Challenge: Please reproduce every line of the material below verbatim, omitting the pictures from your answer.

* begin Data shown *

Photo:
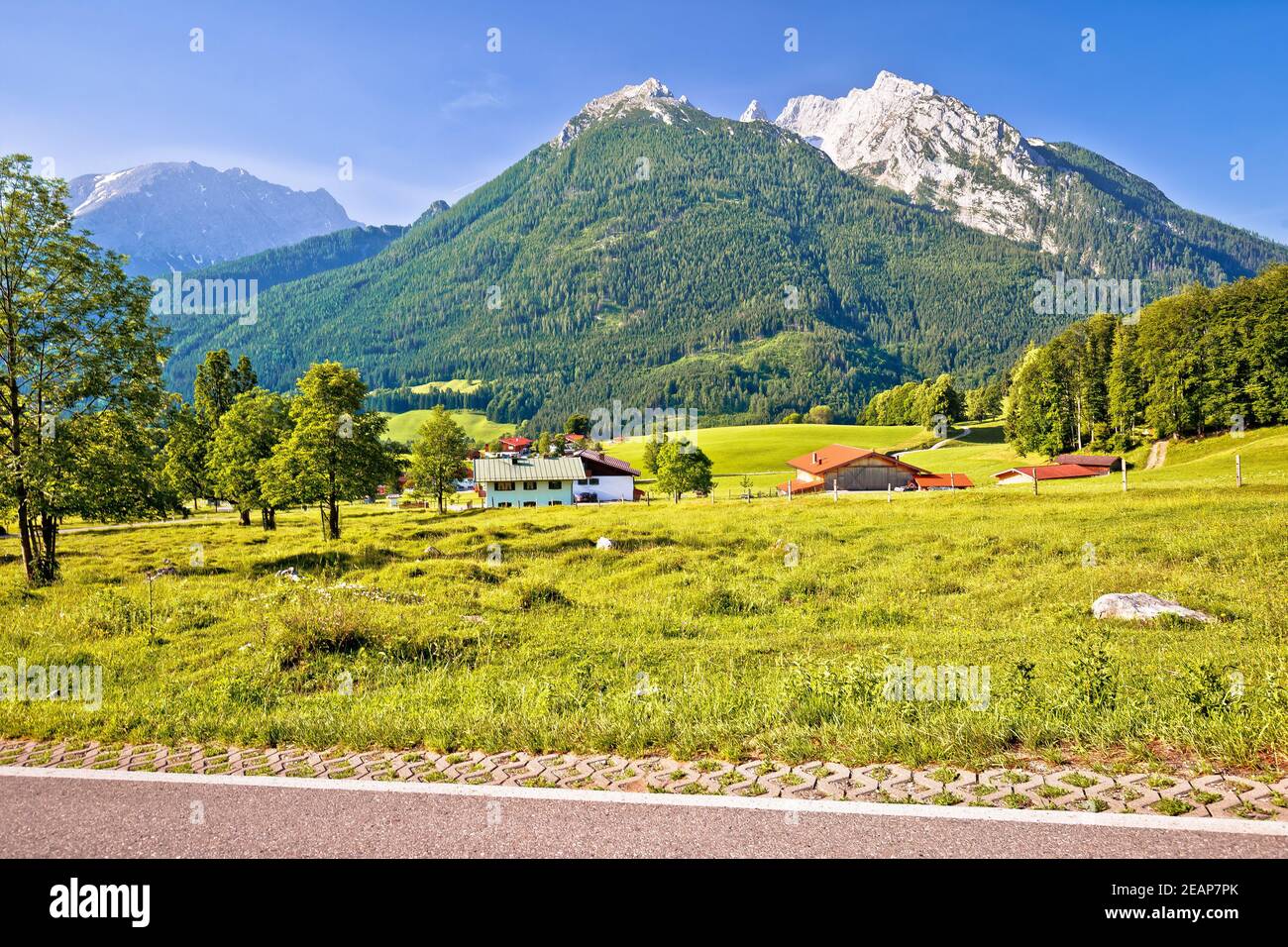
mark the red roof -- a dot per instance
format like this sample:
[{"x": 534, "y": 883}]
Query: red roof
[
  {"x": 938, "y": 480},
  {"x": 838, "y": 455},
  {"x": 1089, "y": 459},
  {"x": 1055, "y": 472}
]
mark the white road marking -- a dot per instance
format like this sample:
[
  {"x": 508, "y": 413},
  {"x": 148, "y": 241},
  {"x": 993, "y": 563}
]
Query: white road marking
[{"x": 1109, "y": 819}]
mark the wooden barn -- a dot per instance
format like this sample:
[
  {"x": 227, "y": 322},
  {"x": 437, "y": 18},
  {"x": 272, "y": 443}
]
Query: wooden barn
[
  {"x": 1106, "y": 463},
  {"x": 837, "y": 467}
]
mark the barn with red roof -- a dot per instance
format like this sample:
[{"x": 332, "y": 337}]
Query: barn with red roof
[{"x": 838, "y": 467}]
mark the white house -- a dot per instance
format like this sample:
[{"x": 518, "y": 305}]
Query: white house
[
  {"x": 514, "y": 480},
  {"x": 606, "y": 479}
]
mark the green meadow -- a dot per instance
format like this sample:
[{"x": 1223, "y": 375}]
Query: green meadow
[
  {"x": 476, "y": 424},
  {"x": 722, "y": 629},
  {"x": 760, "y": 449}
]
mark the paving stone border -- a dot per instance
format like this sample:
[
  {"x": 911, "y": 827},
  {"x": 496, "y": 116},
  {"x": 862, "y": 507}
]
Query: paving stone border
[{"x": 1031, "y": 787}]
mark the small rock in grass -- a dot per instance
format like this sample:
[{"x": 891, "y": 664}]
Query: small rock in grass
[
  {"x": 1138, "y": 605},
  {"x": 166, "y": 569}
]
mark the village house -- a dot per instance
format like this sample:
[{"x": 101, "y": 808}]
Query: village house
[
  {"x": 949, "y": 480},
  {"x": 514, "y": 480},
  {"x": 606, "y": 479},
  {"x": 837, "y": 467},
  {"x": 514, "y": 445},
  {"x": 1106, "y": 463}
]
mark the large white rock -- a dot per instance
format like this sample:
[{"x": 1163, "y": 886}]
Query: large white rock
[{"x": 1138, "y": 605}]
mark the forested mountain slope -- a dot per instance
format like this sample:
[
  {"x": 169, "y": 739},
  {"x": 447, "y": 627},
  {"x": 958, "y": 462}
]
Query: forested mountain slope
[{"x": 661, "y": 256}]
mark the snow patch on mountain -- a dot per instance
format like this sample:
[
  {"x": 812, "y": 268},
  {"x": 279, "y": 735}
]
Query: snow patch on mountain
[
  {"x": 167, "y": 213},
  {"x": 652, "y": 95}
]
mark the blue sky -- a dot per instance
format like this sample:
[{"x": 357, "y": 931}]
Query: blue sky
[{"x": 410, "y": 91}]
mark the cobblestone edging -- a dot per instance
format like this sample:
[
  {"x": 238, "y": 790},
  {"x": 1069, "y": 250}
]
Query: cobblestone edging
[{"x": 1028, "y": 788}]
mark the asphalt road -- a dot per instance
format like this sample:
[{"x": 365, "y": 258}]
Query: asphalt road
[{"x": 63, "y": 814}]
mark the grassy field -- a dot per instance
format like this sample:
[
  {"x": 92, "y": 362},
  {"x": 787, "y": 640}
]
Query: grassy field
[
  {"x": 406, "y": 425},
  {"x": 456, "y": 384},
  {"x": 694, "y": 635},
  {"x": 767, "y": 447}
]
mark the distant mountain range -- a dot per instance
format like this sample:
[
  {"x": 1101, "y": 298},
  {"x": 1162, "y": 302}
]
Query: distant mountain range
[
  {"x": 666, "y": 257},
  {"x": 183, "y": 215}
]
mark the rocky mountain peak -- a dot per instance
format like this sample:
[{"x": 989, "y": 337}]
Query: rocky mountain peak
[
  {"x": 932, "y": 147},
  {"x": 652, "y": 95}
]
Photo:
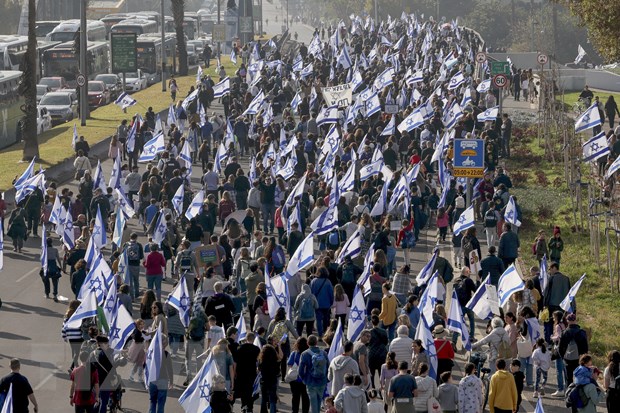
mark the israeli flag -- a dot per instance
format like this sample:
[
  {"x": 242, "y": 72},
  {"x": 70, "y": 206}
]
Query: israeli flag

* end Data shown *

Correct output:
Photo:
mark the red roof -- a dot per instance
format like this sample:
[{"x": 534, "y": 883}]
Query: red roof
[
  {"x": 938, "y": 480},
  {"x": 838, "y": 455},
  {"x": 1089, "y": 459},
  {"x": 1055, "y": 472}
]
mark the white road marking -- a dot per instance
format like this sample:
[
  {"x": 508, "y": 413},
  {"x": 148, "y": 241},
  {"x": 993, "y": 563}
]
Query: white road marking
[{"x": 1109, "y": 819}]
mark the wooden barn -- a dot per instance
format like this sample:
[
  {"x": 227, "y": 322},
  {"x": 437, "y": 18},
  {"x": 272, "y": 443}
]
Query: wooden barn
[
  {"x": 1106, "y": 463},
  {"x": 837, "y": 467}
]
mark the barn with red roof -- a dot per instance
format like this sample:
[{"x": 332, "y": 337}]
Query: barn with red roof
[{"x": 838, "y": 467}]
mark the white house -- a dot per instance
format like this sample:
[{"x": 518, "y": 305}]
Query: white house
[
  {"x": 514, "y": 480},
  {"x": 606, "y": 479}
]
mark the green meadow -- a dot per instance
format like this sample:
[{"x": 1223, "y": 375}]
Query: green meadow
[
  {"x": 476, "y": 424},
  {"x": 722, "y": 629},
  {"x": 760, "y": 449}
]
mark the paving stone border -- a dot per instance
format like this sample:
[
  {"x": 911, "y": 827},
  {"x": 496, "y": 116},
  {"x": 862, "y": 507}
]
Query: paving stone border
[{"x": 1031, "y": 787}]
mark the small rock in grass -- a dot per instance
format like this sample:
[{"x": 891, "y": 664}]
Query: small rock in grass
[
  {"x": 1138, "y": 605},
  {"x": 166, "y": 569}
]
mark the village house -- a dot per instance
format like this sample:
[{"x": 101, "y": 808}]
Query: village house
[
  {"x": 949, "y": 480},
  {"x": 514, "y": 480},
  {"x": 606, "y": 479},
  {"x": 837, "y": 467},
  {"x": 514, "y": 445},
  {"x": 1106, "y": 463}
]
mark the large white rock -- a dot per instance
format like this sample:
[{"x": 1163, "y": 886}]
Query: large white rock
[{"x": 1138, "y": 605}]
mark the forested mountain slope -- a dot per instance
format like this sample:
[
  {"x": 169, "y": 739},
  {"x": 447, "y": 627},
  {"x": 958, "y": 462}
]
Query: forested mountain slope
[{"x": 661, "y": 256}]
mark the snow patch on mountain -- a dot per instance
format like this sample:
[
  {"x": 812, "y": 268},
  {"x": 279, "y": 735}
]
Query: snow patch on mountain
[
  {"x": 167, "y": 213},
  {"x": 652, "y": 95}
]
mark the blue sky -- a dot per instance
format like this sample:
[{"x": 357, "y": 931}]
Query: blue sky
[{"x": 410, "y": 91}]
mark the cobblestone edging -- a dot per instance
format like this sample:
[
  {"x": 238, "y": 790},
  {"x": 1069, "y": 250}
]
Query: cobblestone edging
[{"x": 1028, "y": 788}]
mark the asphalt road -- a dot per instance
format like this sample:
[{"x": 365, "y": 258}]
Query: asphalt road
[{"x": 63, "y": 814}]
mark the grassy field -- a dot per instance
format like this sample:
[
  {"x": 92, "y": 362},
  {"x": 787, "y": 640}
]
Query: grassy field
[
  {"x": 406, "y": 425},
  {"x": 456, "y": 384},
  {"x": 694, "y": 635},
  {"x": 767, "y": 447}
]
mark the distant mountain range -- a dot per instance
format like this sample:
[
  {"x": 1101, "y": 298},
  {"x": 1162, "y": 302}
]
Query: distant mountain range
[
  {"x": 666, "y": 257},
  {"x": 183, "y": 215}
]
mark the rocky mountain peak -- a dot per instance
format like this sample:
[{"x": 989, "y": 337}]
Query: rocky mountain peak
[
  {"x": 932, "y": 147},
  {"x": 652, "y": 95}
]
Photo:
mark the israeli flag -- a dot per instance
format like this sample:
[
  {"x": 242, "y": 72},
  {"x": 70, "y": 206}
]
Query: israeli flag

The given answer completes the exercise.